Problem details: Please reproduce the records exactly, leaving out any pictures.

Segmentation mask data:
■ ■ ■ ■ ■ ■ ■
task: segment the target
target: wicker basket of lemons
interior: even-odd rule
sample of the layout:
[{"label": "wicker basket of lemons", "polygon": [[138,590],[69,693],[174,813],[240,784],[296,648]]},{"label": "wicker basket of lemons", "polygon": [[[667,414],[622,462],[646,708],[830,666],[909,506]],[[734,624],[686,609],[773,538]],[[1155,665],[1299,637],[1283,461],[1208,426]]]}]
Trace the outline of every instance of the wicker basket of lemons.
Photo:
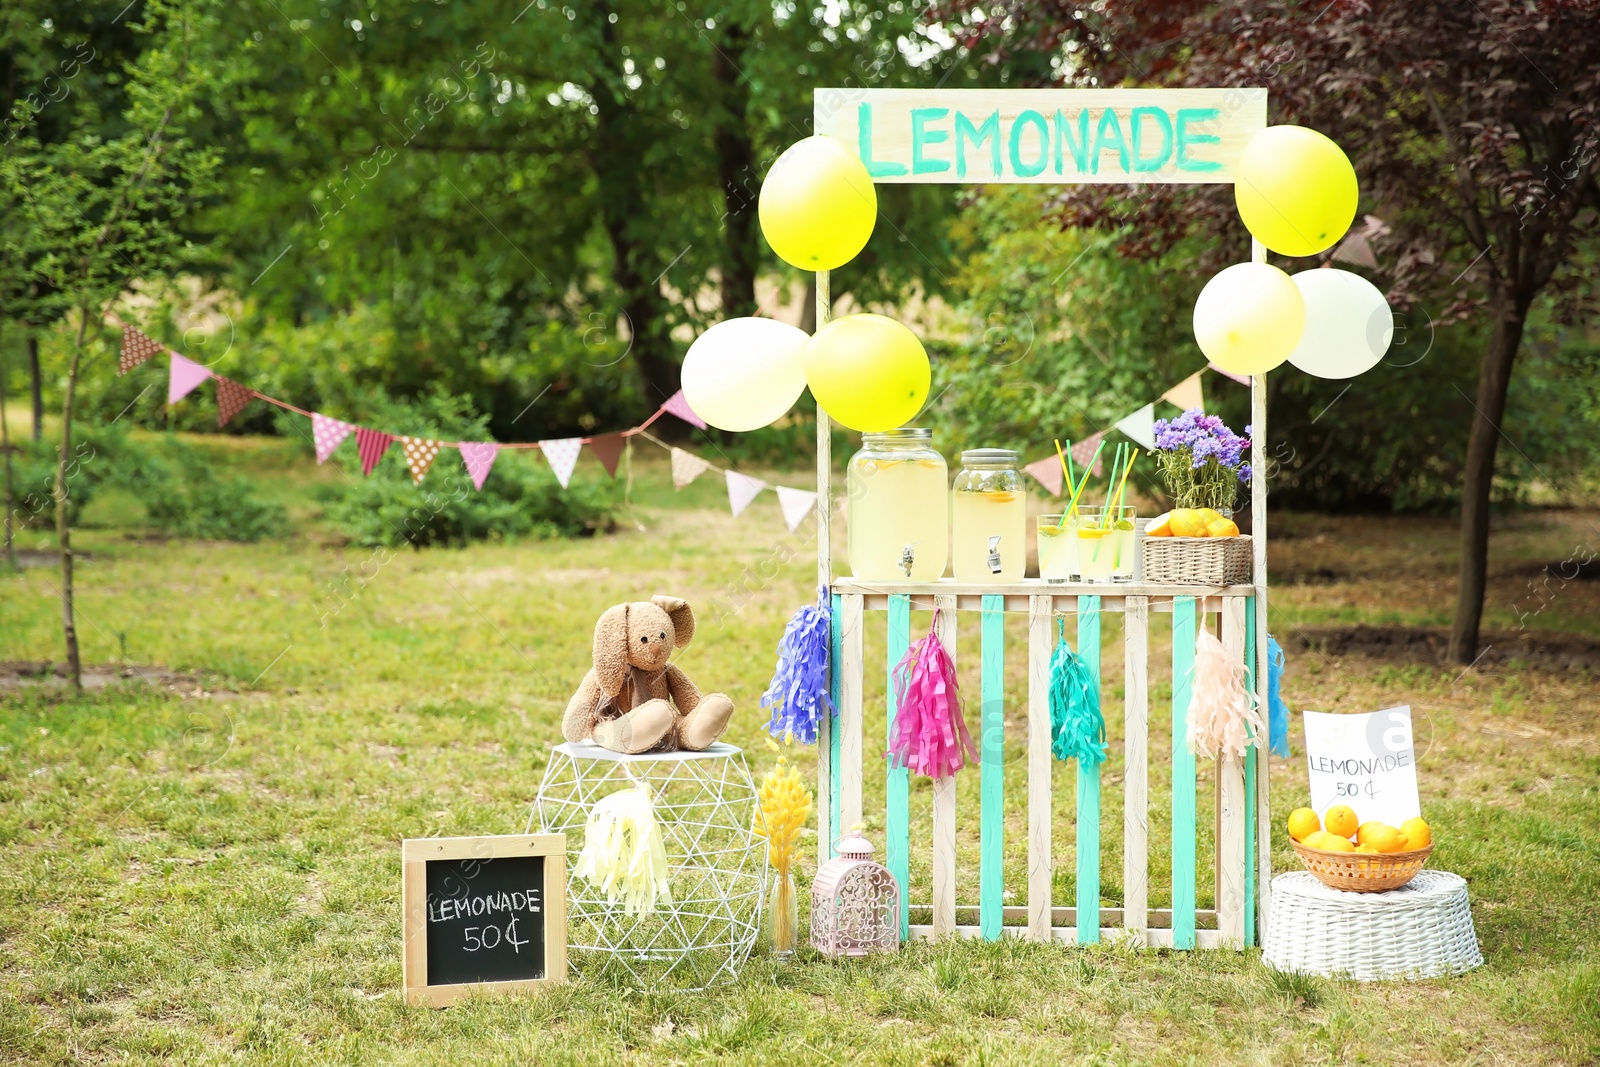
■ ■ ■ ■ ■ ■ ■
Result:
task: segment the target
target: wicker basket of lemons
interior: even-odd rule
sample of the layout:
[{"label": "wicker basket of lemons", "polygon": [[138,590],[69,693],[174,813],[240,784],[296,648]]},{"label": "wicker basket of lemons", "polygon": [[[667,414],[622,462],[646,708],[830,666],[909,506]],[[734,624],[686,609],[773,538]],[[1155,665],[1299,637],[1283,461],[1208,426]]]}]
Trace the outline of every instance of the wicker basket of lemons.
Photo:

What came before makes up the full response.